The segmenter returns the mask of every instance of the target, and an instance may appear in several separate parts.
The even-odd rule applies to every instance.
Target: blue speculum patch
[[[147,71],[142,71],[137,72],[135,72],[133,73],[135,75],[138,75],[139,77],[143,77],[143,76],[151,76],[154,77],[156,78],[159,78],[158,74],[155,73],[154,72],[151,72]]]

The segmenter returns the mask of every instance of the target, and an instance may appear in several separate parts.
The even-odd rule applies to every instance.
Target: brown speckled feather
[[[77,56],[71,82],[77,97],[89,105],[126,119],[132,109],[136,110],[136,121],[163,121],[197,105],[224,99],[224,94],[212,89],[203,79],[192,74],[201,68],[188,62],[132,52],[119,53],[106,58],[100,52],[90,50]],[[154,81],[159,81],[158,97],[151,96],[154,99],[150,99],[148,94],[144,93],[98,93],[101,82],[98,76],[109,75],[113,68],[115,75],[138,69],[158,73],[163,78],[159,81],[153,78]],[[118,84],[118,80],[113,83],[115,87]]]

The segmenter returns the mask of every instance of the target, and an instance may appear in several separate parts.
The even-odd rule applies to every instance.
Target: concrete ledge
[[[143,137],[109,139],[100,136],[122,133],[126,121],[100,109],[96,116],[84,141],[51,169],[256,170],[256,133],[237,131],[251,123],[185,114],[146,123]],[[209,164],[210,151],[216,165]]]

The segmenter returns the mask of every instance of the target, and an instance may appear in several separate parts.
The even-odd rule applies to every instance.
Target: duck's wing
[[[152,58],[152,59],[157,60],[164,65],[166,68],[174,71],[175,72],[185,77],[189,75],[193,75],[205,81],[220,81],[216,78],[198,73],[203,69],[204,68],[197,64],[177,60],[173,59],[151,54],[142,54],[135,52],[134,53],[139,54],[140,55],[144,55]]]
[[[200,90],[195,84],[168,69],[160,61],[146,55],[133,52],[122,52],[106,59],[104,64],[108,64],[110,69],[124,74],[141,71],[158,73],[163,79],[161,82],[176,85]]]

* _What you need to do_:
Which lines run from the start of the records down to the line that contains "Target: blue speculum patch"? Reproduce each of them word for word, from the first line through that one.

* _Answer to the problem_:
The segmenter returns the mask of every instance of the target, and an instance may appear in several separate parts.
The even-odd rule applies to every instance.
Target: blue speculum patch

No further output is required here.